> **Text excerpt**:
---+---

Think tank manager questions FDA positions on E-cigarettes
ARLINGTON HEIGHTS, Ill. -- The Food and Drug Administration’s mission is to “ensure the safety, efficacy and security of human and veterinary drugs, biological products, and medical devices,” but the Heartland Institute’s state government relations manager, Lindsey Stroud, believes the FDA is creating fear while promoting harm.
In the last few years, e-cigarettes and opioids have seen their number of users rise.
In 2016 the FDA called e-cigarette use an epidemic and banned any new e-cigarettes, ignoring the findings from Public Health England and the Royal College of Physicians that e-cigarettes are scientifically proven to be less harmful than cigarettes with tobacco, Stroud noted.
Approximately 3 million Americans have used tobacco harm reduction (THR) e-cigarettes to quit smoking.
At the same time, obituaries were plentiful citing opioids in the deaths of many young people. The FDA has known for years that drugs like OxyContin is an epidemic, yet they allow companies such as Purdue to continue to sell their product with a “modified risk” disclaimer. Stroud notes that the FDA approved OxyContin through only two clinical trials which said the drug was safe and effective.

---+---

> **Information**:
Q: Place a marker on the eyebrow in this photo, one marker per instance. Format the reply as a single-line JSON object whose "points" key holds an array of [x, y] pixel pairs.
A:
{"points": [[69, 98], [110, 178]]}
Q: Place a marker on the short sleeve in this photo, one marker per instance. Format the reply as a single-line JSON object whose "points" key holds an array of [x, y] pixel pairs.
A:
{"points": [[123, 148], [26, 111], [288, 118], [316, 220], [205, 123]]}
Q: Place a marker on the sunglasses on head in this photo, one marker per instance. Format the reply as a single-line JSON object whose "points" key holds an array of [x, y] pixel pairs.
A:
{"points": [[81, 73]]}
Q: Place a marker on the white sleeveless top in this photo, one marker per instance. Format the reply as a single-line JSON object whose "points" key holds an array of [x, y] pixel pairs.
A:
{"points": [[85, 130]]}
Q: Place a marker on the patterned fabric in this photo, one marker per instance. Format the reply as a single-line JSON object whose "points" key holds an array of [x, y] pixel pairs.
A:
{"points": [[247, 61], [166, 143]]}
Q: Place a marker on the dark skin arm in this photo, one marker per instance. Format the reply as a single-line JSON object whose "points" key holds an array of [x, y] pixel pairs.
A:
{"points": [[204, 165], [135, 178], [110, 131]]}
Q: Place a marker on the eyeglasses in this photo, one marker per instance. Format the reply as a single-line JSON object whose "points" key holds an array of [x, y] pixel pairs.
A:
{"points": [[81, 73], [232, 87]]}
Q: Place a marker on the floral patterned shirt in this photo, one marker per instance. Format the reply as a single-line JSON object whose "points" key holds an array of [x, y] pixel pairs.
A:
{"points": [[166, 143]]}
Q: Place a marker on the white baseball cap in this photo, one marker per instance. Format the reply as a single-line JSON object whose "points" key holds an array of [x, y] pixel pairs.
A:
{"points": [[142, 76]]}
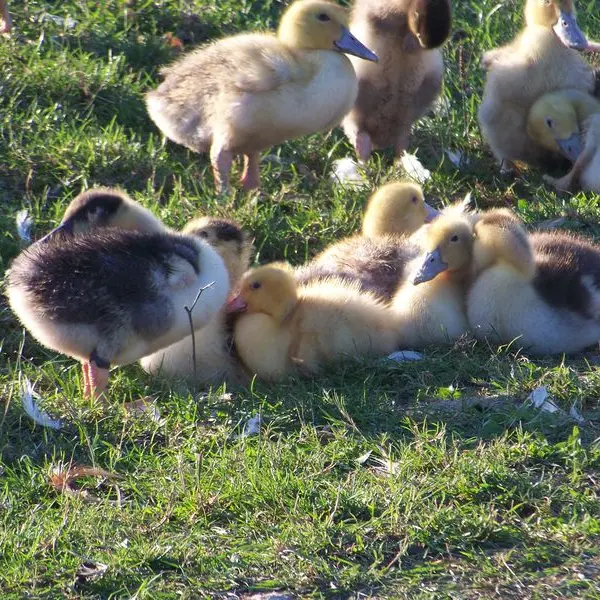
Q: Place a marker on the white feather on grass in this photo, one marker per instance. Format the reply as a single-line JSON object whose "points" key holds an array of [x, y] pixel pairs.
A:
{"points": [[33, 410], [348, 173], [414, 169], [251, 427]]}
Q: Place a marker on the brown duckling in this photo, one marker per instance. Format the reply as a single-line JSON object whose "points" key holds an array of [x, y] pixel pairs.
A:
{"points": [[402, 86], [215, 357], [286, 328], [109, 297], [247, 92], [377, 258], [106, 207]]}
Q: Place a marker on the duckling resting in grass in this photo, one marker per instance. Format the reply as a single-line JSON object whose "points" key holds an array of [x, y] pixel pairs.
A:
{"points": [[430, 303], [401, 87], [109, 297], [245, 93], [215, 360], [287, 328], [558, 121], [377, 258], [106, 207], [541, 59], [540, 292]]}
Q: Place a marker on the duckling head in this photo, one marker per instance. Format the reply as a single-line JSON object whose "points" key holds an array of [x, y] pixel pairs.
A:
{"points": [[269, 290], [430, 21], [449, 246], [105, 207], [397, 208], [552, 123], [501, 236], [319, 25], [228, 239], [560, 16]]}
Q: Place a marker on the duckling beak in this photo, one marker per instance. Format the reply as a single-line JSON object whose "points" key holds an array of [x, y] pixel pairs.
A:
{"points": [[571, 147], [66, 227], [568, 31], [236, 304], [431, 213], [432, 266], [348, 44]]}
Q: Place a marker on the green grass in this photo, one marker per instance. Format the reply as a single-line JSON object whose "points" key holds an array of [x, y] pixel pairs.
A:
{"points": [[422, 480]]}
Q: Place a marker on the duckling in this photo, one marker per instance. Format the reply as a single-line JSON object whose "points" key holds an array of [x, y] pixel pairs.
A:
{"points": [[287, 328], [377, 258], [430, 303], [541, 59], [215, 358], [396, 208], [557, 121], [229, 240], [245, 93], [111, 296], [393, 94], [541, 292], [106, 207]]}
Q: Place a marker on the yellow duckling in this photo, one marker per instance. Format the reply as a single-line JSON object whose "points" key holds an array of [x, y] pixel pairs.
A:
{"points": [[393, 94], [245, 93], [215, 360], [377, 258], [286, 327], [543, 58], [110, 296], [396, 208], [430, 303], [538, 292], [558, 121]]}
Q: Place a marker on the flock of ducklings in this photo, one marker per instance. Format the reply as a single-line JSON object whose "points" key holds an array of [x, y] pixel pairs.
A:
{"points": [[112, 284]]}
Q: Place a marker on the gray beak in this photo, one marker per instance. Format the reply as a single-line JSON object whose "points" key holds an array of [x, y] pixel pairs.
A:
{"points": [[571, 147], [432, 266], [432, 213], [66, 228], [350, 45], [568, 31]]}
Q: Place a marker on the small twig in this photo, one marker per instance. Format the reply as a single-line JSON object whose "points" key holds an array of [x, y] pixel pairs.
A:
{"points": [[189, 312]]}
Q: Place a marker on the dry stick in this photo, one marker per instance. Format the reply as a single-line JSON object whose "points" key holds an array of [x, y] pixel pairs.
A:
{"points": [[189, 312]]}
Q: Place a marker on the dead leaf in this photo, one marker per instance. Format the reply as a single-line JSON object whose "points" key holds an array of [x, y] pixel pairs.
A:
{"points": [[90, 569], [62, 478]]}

---+---

> **Goal of the exercise**: In the article about the FDA and e-cigarettes, roughly how many Americans have used tobacco harm reduction e-cigarettes to quit smoking?

> **Problem solution**: Approximately 3 million